→ Exercise directions
Which lines in the records contain the word "gray"? Copy out each of them.

→ Records provided

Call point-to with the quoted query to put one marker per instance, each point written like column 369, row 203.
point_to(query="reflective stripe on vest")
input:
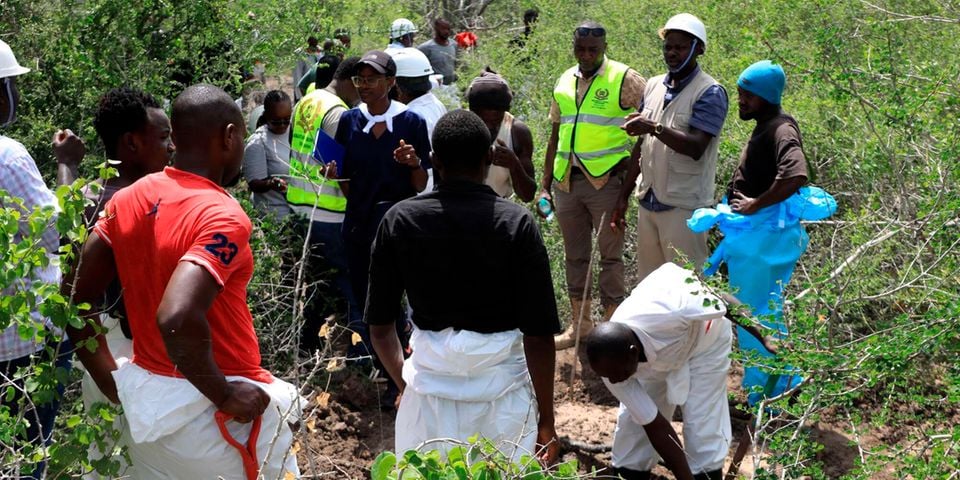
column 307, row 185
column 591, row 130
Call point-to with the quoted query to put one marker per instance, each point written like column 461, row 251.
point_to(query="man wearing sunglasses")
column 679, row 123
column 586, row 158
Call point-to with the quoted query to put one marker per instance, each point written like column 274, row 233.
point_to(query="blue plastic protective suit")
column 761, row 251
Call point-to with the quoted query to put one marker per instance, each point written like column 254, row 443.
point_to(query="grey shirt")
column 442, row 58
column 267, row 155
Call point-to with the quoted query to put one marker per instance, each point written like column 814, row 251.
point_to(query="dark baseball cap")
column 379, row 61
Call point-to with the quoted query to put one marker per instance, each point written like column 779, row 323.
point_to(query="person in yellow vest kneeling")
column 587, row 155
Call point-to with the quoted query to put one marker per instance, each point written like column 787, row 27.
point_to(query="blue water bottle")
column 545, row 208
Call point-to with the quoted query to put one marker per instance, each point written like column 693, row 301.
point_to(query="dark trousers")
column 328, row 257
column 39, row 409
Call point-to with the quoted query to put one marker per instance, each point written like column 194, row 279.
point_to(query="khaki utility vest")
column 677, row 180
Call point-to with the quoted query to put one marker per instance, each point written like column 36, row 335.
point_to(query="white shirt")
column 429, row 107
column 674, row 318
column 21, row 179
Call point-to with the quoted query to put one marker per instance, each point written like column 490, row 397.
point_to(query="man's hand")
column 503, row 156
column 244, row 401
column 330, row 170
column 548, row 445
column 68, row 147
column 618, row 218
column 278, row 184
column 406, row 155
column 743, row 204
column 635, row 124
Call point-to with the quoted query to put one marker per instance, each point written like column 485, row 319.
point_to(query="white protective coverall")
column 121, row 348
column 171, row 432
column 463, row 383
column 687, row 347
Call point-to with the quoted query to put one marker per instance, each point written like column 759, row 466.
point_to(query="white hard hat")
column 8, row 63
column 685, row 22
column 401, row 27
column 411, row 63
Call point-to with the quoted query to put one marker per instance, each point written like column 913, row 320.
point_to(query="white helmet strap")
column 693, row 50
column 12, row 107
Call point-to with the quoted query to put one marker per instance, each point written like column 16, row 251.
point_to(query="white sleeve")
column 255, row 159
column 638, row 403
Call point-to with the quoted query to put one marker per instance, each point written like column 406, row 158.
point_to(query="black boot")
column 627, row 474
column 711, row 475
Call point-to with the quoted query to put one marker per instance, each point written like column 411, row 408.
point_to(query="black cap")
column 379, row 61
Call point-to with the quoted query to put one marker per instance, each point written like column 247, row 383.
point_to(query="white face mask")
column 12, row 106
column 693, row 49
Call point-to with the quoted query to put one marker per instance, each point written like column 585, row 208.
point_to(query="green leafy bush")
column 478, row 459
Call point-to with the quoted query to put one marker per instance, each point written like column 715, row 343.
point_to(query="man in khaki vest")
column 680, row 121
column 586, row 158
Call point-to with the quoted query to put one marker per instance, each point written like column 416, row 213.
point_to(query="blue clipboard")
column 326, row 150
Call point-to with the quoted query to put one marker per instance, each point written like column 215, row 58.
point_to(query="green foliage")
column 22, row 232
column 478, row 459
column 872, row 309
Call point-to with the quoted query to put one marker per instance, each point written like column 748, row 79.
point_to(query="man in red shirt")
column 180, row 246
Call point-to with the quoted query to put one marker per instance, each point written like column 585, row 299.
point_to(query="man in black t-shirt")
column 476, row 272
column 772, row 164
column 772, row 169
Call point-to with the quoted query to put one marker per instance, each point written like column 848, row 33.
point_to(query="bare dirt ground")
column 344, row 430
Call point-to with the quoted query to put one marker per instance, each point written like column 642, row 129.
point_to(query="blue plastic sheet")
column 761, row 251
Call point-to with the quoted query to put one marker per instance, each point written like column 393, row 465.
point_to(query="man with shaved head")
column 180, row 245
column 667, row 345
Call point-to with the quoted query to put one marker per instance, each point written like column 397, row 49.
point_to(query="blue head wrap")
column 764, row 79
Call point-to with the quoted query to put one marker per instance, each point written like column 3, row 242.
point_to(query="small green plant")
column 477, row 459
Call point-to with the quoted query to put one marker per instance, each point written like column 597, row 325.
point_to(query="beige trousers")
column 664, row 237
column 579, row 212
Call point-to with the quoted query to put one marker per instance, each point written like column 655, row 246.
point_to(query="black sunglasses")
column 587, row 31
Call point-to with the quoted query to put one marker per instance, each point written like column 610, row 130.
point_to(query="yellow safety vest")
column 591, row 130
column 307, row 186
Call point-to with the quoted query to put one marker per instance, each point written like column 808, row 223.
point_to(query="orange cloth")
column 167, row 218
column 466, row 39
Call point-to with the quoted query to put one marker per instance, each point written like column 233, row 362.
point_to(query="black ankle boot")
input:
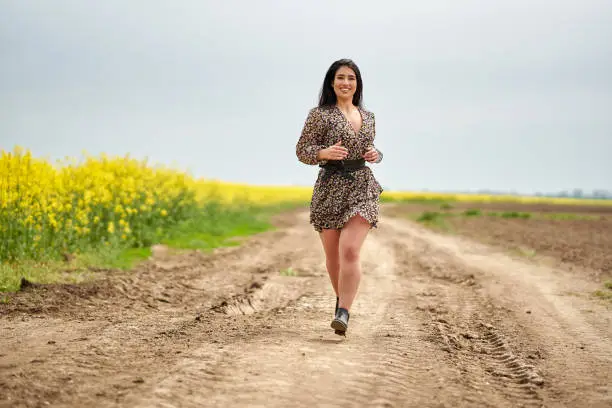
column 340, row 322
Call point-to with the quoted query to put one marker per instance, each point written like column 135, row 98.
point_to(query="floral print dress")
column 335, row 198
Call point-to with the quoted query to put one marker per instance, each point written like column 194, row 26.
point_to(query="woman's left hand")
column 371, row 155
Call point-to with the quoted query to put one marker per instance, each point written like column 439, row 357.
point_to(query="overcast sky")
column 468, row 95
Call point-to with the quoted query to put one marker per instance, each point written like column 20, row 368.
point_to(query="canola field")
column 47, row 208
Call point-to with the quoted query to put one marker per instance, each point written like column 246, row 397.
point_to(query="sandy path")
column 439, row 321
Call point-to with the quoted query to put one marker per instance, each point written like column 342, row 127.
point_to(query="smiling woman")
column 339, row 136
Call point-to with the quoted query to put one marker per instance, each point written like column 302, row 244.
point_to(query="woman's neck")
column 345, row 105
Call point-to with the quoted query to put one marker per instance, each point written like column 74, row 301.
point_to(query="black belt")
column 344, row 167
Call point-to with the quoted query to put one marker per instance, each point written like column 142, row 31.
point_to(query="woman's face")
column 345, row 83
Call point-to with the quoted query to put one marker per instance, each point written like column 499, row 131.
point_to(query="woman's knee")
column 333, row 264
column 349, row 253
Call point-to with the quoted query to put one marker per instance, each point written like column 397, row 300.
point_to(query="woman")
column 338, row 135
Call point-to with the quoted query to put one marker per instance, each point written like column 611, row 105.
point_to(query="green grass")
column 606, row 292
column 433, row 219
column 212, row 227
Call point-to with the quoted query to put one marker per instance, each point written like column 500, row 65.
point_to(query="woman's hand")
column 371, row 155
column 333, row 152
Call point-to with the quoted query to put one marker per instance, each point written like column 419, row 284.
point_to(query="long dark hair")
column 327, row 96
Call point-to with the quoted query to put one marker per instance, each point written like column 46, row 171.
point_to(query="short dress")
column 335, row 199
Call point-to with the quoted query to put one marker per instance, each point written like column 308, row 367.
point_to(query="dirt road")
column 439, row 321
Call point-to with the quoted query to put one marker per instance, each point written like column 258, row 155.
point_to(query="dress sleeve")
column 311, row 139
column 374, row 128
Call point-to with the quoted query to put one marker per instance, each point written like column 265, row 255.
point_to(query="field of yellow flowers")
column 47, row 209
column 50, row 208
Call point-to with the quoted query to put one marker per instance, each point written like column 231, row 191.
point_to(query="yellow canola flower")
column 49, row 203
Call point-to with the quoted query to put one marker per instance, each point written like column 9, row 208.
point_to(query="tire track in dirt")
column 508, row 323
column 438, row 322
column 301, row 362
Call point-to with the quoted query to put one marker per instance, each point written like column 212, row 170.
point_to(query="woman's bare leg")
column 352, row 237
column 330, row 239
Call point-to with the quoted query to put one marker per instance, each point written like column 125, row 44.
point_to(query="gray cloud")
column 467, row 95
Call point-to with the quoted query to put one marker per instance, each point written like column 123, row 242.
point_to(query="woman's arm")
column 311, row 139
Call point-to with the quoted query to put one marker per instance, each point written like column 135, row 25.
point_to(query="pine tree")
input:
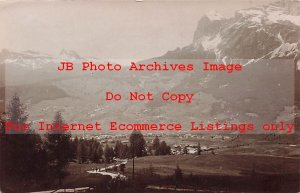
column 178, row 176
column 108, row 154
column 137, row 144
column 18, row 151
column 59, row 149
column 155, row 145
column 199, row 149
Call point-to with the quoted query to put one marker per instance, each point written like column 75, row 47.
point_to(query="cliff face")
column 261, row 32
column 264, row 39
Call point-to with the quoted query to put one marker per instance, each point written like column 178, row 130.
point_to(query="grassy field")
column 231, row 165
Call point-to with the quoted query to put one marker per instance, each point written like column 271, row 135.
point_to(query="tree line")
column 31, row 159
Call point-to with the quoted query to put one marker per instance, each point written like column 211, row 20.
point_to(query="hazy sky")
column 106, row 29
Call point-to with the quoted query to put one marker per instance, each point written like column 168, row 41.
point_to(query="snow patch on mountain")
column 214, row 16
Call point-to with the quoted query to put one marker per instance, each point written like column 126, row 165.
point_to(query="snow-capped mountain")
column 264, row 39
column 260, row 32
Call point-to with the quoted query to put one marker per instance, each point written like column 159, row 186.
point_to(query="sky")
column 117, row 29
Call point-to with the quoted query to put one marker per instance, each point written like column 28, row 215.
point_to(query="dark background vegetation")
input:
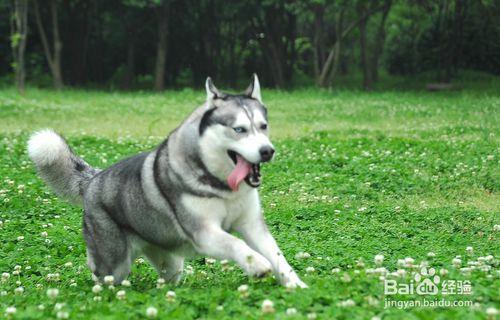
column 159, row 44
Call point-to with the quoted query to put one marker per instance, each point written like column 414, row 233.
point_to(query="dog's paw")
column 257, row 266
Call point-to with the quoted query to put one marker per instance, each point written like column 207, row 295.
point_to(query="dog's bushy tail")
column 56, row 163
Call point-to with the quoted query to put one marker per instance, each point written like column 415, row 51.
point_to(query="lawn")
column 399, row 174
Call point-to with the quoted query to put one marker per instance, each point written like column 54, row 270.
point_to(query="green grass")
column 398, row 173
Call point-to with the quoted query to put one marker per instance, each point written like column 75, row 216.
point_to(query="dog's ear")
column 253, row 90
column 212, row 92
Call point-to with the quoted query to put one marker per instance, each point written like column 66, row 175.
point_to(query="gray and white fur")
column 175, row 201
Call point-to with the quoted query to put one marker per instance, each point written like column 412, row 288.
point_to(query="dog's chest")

...

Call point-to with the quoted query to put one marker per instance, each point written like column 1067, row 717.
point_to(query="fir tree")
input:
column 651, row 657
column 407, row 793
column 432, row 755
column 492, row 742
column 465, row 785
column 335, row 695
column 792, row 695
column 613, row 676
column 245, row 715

→ Answer to this exercise
point_to(query="gray cloud")
point_to(query="gray and white fur")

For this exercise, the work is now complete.